* **Work task**
For each line of the listing below that contains the string "handle", copy the line.
===== Source material =====
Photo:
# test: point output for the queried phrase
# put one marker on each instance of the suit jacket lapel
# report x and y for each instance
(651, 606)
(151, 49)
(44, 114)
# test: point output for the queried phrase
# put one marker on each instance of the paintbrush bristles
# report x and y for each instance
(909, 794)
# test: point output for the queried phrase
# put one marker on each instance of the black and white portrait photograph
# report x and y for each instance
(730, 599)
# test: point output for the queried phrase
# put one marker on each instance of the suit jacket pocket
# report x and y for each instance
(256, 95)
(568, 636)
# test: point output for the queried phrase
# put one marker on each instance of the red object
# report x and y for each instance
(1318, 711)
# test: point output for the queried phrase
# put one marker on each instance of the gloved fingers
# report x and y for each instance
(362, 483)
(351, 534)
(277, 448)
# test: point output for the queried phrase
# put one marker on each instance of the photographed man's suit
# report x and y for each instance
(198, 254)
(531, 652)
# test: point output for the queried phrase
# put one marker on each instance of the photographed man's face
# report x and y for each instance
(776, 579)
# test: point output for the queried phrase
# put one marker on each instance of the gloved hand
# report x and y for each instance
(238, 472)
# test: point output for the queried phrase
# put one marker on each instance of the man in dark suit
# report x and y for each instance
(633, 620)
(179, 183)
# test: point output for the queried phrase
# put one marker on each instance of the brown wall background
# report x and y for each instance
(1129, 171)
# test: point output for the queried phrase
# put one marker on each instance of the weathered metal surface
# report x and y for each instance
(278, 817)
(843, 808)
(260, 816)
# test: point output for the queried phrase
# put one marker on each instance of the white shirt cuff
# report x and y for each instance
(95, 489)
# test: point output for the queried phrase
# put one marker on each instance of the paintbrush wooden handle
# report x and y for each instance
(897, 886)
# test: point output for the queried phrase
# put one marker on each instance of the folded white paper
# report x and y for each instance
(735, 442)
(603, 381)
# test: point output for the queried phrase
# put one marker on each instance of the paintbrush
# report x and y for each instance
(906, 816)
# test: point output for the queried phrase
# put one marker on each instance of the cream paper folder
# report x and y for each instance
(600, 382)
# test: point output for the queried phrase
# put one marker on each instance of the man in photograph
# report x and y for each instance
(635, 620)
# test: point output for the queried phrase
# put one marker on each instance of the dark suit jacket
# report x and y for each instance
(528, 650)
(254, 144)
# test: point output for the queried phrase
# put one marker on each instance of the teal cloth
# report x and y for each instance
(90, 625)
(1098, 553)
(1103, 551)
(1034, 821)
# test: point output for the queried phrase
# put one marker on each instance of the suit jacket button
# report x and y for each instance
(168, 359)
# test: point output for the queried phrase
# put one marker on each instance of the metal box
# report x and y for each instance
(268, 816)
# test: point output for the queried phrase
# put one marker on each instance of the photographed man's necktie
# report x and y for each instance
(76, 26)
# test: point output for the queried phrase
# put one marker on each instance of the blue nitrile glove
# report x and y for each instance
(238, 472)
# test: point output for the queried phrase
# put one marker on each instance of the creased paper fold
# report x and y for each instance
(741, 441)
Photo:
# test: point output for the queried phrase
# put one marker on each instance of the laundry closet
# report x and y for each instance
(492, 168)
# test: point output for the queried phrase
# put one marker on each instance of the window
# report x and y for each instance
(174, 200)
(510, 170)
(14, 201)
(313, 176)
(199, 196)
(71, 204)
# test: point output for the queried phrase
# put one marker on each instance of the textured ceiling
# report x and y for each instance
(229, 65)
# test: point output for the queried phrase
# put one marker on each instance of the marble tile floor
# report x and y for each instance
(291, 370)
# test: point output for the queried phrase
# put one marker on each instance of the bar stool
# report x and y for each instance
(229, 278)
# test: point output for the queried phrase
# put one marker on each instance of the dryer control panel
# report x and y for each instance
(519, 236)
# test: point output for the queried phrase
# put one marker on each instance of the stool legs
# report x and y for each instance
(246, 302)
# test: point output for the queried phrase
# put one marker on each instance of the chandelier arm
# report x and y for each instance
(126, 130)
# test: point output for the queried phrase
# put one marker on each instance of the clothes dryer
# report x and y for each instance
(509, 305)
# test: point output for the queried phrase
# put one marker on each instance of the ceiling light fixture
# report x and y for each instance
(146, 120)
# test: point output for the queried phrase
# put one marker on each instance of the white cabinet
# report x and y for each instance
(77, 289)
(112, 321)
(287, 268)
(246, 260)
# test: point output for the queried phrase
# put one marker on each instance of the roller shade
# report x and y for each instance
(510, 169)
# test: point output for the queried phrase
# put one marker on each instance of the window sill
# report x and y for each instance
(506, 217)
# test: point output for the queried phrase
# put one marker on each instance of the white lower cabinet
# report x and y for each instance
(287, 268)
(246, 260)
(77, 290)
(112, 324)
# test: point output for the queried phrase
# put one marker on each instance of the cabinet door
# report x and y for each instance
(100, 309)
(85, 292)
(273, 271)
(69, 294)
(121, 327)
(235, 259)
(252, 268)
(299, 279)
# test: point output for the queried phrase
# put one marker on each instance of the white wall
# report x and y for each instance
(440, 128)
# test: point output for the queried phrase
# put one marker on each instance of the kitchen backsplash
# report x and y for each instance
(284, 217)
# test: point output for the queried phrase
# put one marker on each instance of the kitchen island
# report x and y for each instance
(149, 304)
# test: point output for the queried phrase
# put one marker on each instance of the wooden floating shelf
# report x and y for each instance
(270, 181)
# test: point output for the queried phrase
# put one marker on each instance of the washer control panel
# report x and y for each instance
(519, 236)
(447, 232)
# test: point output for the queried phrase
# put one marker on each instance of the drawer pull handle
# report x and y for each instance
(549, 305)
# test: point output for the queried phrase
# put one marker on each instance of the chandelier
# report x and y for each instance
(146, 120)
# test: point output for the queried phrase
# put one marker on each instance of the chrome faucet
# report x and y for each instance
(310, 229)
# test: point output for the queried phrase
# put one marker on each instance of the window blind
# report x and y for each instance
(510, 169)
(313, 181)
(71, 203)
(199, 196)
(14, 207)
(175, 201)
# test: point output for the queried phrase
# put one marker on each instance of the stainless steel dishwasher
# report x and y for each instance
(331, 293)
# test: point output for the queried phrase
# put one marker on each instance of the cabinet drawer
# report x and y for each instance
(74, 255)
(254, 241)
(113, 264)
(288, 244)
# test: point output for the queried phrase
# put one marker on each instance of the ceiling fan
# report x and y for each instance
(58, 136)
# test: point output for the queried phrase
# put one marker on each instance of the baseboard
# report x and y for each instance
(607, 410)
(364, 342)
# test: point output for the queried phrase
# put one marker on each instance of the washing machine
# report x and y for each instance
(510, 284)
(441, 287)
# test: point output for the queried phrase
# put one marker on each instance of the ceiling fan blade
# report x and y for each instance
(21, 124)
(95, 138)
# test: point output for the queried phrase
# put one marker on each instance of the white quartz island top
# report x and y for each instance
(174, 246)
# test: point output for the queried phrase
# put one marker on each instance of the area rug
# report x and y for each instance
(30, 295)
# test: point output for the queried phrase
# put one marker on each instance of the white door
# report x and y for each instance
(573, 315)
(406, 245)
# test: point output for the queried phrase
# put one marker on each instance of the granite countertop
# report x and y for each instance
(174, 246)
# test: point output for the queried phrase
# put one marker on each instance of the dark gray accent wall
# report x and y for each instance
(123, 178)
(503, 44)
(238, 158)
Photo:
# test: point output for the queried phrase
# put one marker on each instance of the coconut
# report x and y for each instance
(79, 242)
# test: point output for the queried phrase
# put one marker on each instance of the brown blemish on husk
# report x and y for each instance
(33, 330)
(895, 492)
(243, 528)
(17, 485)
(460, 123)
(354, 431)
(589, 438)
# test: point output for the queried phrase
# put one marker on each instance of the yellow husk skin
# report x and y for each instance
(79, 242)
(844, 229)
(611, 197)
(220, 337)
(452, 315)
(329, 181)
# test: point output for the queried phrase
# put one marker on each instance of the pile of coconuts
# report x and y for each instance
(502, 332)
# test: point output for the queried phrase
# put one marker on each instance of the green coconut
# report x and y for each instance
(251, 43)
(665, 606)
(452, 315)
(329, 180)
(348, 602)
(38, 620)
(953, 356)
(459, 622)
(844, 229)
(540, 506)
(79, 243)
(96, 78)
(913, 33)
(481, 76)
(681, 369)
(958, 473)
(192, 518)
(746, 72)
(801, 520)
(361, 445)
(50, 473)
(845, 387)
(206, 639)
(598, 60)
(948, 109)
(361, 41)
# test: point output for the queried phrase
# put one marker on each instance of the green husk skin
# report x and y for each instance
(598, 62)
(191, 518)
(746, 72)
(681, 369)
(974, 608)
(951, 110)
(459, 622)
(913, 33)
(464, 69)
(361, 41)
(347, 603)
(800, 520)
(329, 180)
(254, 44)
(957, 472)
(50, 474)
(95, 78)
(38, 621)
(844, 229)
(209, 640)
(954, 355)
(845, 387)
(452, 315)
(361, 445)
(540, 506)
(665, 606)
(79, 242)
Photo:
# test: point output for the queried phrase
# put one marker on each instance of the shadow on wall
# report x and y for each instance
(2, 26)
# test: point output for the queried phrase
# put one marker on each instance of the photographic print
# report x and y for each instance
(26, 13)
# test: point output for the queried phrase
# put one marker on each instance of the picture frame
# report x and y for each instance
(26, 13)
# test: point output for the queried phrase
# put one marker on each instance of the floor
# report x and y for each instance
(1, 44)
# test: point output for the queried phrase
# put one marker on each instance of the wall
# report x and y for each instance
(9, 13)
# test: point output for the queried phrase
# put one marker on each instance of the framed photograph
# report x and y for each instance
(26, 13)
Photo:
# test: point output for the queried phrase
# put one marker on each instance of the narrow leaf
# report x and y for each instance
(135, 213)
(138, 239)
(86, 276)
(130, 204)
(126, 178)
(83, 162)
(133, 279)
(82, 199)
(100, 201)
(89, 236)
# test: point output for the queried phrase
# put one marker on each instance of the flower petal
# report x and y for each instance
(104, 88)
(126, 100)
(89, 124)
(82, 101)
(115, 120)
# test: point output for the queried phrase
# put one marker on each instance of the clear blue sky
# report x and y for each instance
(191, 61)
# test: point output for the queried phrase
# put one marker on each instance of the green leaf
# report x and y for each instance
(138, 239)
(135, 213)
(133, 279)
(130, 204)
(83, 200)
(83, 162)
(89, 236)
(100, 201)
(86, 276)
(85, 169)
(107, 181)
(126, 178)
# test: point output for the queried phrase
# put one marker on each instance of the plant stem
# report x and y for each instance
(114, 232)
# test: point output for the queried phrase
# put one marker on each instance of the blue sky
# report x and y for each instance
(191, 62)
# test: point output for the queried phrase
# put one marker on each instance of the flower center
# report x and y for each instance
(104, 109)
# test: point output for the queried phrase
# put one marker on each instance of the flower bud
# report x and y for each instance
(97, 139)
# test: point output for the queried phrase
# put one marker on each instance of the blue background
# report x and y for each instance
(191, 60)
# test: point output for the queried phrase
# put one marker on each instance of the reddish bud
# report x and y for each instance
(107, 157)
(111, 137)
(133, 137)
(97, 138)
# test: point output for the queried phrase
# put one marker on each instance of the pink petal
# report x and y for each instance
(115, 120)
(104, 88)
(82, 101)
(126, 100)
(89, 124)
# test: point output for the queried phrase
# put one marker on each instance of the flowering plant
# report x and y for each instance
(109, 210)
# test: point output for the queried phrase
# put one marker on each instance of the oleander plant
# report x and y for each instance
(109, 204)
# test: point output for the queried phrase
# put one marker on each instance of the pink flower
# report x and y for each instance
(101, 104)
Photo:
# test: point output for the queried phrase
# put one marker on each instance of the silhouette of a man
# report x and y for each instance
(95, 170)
=====
* **Response to the task**
# put one marker on each instance of the paintbrush wooden handle
# put one marker on each instance of the drawer pull handle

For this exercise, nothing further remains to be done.